# Problem requirements
Pictures excluded, return every entry exactly, please.
[[ Records provided open ]]
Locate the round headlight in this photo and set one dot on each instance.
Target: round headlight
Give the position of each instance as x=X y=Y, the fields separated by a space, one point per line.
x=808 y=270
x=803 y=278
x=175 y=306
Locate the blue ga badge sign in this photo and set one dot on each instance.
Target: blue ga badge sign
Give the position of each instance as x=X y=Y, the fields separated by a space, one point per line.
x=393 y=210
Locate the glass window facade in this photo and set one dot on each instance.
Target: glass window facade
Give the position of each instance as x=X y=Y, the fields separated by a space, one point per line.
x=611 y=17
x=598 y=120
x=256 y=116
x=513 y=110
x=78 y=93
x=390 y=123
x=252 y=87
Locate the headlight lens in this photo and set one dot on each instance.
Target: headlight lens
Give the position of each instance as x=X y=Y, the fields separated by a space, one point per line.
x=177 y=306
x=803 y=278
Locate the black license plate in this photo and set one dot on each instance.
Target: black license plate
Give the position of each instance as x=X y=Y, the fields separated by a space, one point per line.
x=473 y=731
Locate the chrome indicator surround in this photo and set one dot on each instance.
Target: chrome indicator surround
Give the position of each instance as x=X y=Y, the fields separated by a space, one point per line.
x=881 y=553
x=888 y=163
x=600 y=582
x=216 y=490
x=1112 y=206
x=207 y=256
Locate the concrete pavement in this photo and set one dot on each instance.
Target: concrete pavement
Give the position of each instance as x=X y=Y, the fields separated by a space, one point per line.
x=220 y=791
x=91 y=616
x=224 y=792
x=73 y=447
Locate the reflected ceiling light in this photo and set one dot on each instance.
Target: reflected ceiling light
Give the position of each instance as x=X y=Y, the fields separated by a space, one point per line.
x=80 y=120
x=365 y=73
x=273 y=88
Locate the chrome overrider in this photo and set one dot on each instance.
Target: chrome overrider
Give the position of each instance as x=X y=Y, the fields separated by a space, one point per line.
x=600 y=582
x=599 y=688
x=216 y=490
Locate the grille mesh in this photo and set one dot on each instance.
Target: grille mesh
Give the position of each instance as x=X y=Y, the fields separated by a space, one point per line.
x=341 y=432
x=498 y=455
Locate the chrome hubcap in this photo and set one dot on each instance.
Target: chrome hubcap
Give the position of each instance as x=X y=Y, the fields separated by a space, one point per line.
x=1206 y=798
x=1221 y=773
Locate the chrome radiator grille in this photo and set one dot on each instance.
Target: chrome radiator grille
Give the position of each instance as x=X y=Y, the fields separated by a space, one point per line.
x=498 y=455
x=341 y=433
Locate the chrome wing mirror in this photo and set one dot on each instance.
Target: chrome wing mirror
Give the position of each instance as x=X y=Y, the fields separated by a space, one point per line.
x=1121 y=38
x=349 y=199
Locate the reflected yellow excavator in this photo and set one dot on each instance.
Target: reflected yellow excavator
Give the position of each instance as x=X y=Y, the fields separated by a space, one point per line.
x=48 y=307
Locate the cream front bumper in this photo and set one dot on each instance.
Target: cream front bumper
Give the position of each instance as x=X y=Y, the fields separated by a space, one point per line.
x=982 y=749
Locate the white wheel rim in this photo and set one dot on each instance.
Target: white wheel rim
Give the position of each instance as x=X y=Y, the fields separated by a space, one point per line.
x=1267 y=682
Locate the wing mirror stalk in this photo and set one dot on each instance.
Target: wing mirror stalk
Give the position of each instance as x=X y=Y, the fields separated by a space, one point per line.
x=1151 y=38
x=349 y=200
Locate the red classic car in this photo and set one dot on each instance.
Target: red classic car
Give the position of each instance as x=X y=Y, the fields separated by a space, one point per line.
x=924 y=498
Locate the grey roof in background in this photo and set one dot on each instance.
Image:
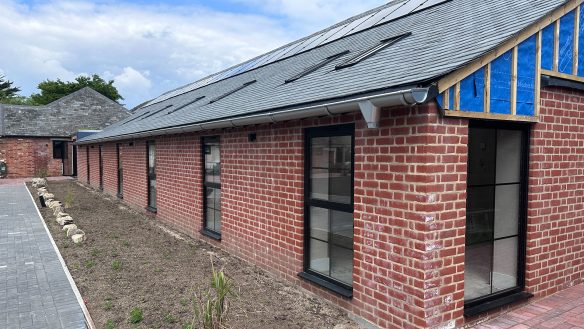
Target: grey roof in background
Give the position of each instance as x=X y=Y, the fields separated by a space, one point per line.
[[ Records provided closed ]]
# Finished exercise
Locate the round headlight in this photo and set one dot on each instance.
Target: round headlight
Give the position of each instance as x=X y=Y, the fields separated by a space, one point per line.
x=808 y=270
x=803 y=278
x=175 y=306
Locate the blue ga badge sign in this photo and set one dot on each instance.
Target: blue ga badge sign
Give the position of each instance as x=X y=Y, the fields separated by a space, one point per line.
x=393 y=210
Locate the glass window facade in this photo and set one dot on each instance.
Target: glass window facade
Give the position of each instance as x=X y=Y, the fields separated by a space, one point per line.
x=611 y=17
x=598 y=120
x=256 y=116
x=513 y=110
x=78 y=93
x=390 y=123
x=252 y=87
Locate the headlight lens in this photo and set one dot on each instance.
Target: headlight lens
Give the position of each instance as x=X y=Y, the fields separated by a space, one point per line.
x=177 y=306
x=803 y=278
Locate the black license plate in this photo and set one dot on each instance.
Target: black license plate
Give the position of each instance as x=X y=Y, the fields separated by a space, one point per line.
x=473 y=731
Locate the chrome indicator surround in this photo and set one dot on each instance.
Target: chrome indicator surround
Give the position of each instance as x=X y=Y, the fields separated by a space, one point per line.
x=881 y=553
x=888 y=163
x=600 y=582
x=216 y=490
x=1112 y=206
x=207 y=256
Locate the concrete pavement in this photo and set one dot on each instance.
Target: concrete pavement
Give the position of each instance as x=X y=Y, the fields separated by a space, one point per line.
x=220 y=791
x=91 y=616
x=224 y=792
x=73 y=447
Locate the reflected ceiling light in this photo and set one dot on each instance.
Target: reflected ceiling light
Give the position of each instance as x=X y=Y, the fields separated by a space, one point per line.
x=80 y=120
x=365 y=73
x=273 y=88
Locate the chrome overrider in this photo and set one dot on each instance.
Target: chrome overrider
Give the position of each instance as x=X y=Y, the fields separated by a space, one point per line.
x=600 y=582
x=599 y=688
x=216 y=490
Locate the grille mesh in this photo and set one dot on each instance.
Target: grille mesh
Give the position of each instance as x=X y=Y, the fields separated by a space, one point per line.
x=341 y=432
x=498 y=455
Locate the chrome hubcap in this photo and set one dot on each instance.
Target: chrome hubcap
Give the position of each instance as x=X y=Y, the fields separated by a space, one point per line.
x=1206 y=798
x=1221 y=773
Locate the chrome radiator grille in this photo and set one dot on each instance.
Target: chrome radiator grille
Give the position of each instance as x=X y=Y, the fields separated by a space, one point per line.
x=498 y=455
x=341 y=433
Locate the chrome wing mirror in this photo and set one dot on each instance.
Target: chrome wing mirror
Give the position of each instance as x=X y=Y, the fields separated by a space, one point per line.
x=1121 y=38
x=349 y=199
Locate the reflected yellow excavator in this photo and set one dot on each instance.
Target: reflected yellow excavator
Give the position of each instance as x=X y=Y, the fields separated by a space, one point per line.
x=48 y=307
Locate the cream front bumper in this photo and set one dot on each instance.
Target: cream front bumper
Give the position of each instance as x=X y=Y, the fields separated by a space, one point per line.
x=982 y=749
Locate the white wheel rim in this photo and set one dot on each instance.
Target: white wheel rim
Give the position of each instance as x=X y=Y, the fields separated by a space, one point per line.
x=1267 y=682
Locate the wing mirror stalk in this photo and set one dot on each instance.
Target: wing mirror stalk
Give the position of each instance as x=X y=Y, the fields separated by a space, one point per line.
x=1151 y=38
x=349 y=200
Locate the red classic car in this photo and set one dot on each instance.
Target: red classic car
Give the position of each instance as x=X y=Y, the fields separated by a space, one point per line.
x=924 y=498
Locate the grey roof in background in this photo and set one dot on each instance.
Image:
Target: grey roof in background
Give the position of each instance as x=X y=Y, the fields separated by a space, one point per line.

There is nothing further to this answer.